Source data
────────
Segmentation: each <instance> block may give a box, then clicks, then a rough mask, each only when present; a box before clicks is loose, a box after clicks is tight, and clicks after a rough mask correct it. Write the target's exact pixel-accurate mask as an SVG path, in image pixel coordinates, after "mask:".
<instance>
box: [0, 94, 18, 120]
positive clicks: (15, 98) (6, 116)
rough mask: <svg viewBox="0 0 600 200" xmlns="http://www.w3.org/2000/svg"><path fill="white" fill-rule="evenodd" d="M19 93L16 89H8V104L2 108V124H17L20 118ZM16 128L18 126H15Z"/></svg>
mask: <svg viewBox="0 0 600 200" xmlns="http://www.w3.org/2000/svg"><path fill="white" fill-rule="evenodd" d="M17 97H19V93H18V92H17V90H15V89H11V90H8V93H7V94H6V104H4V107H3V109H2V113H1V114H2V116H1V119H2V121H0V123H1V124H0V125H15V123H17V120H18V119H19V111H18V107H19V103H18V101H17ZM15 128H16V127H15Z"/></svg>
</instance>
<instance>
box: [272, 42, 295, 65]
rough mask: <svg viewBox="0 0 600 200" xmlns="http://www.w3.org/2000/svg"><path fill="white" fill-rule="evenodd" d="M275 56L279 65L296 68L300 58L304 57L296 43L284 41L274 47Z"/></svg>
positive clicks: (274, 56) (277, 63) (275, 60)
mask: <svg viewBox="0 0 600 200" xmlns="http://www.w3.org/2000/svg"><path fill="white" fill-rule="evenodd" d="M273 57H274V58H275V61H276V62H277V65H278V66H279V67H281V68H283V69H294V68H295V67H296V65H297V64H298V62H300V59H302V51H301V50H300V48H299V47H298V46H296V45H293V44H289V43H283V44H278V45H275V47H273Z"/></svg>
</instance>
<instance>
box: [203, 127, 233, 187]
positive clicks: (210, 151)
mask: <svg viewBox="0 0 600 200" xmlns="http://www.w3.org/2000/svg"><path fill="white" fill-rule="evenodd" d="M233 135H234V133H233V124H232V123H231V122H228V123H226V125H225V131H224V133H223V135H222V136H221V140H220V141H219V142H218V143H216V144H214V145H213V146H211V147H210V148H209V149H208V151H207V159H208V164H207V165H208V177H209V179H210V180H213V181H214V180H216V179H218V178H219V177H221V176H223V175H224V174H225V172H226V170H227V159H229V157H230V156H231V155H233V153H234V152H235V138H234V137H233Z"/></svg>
────────
After reading the lines above, reproduce them all exactly.

Answer to this problem
Segmentation: each <instance> block may give a box, then clicks, then a rough mask, each only when present; a box before clicks is loose, a box after clicks is tight, and clicks after a rough mask correct it. Write the target's exact pixel-accurate mask as an SVG path, in image pixel coordinates, after "mask:".
<instance>
box: [0, 94, 18, 120]
positive clicks: (15, 98) (6, 116)
rough mask: <svg viewBox="0 0 600 200" xmlns="http://www.w3.org/2000/svg"><path fill="white" fill-rule="evenodd" d="M19 93L16 89H8V104L2 108V124H17L20 118ZM16 128L18 126H15Z"/></svg>
mask: <svg viewBox="0 0 600 200" xmlns="http://www.w3.org/2000/svg"><path fill="white" fill-rule="evenodd" d="M17 97H19V93H18V92H17V90H15V89H11V90H8V93H7V94H6V104H4V107H3V109H2V113H1V114H2V116H1V119H2V121H0V123H1V124H0V125H15V123H17V120H18V119H19V111H18V107H19V103H18V101H17ZM15 128H16V127H15Z"/></svg>
</instance>
<instance>
box: [272, 42, 295, 65]
rough mask: <svg viewBox="0 0 600 200" xmlns="http://www.w3.org/2000/svg"><path fill="white" fill-rule="evenodd" d="M275 56L279 65L296 68L300 58L304 57L296 43L284 41L274 47Z"/></svg>
positive clicks: (274, 56) (277, 63) (275, 60)
mask: <svg viewBox="0 0 600 200" xmlns="http://www.w3.org/2000/svg"><path fill="white" fill-rule="evenodd" d="M273 57H274V58H275V61H276V62H277V65H278V66H279V67H281V68H283V69H294V68H295V67H296V65H297V64H298V62H300V59H302V51H301V50H300V48H299V47H298V46H296V45H293V44H289V43H283V44H278V45H275V47H273Z"/></svg>
</instance>
<instance>
box: [203, 127, 233, 187]
positive clicks: (210, 151)
mask: <svg viewBox="0 0 600 200" xmlns="http://www.w3.org/2000/svg"><path fill="white" fill-rule="evenodd" d="M233 135H234V133H233V124H232V123H231V122H228V123H226V125H225V131H224V133H223V135H222V136H221V140H220V141H219V142H218V143H216V144H214V145H213V146H211V147H210V148H209V149H208V151H207V159H208V164H207V165H208V177H209V179H210V180H213V181H214V180H216V179H218V178H219V177H221V176H223V175H224V174H225V172H226V170H227V159H229V157H230V156H231V155H233V153H234V152H235V138H234V137H233Z"/></svg>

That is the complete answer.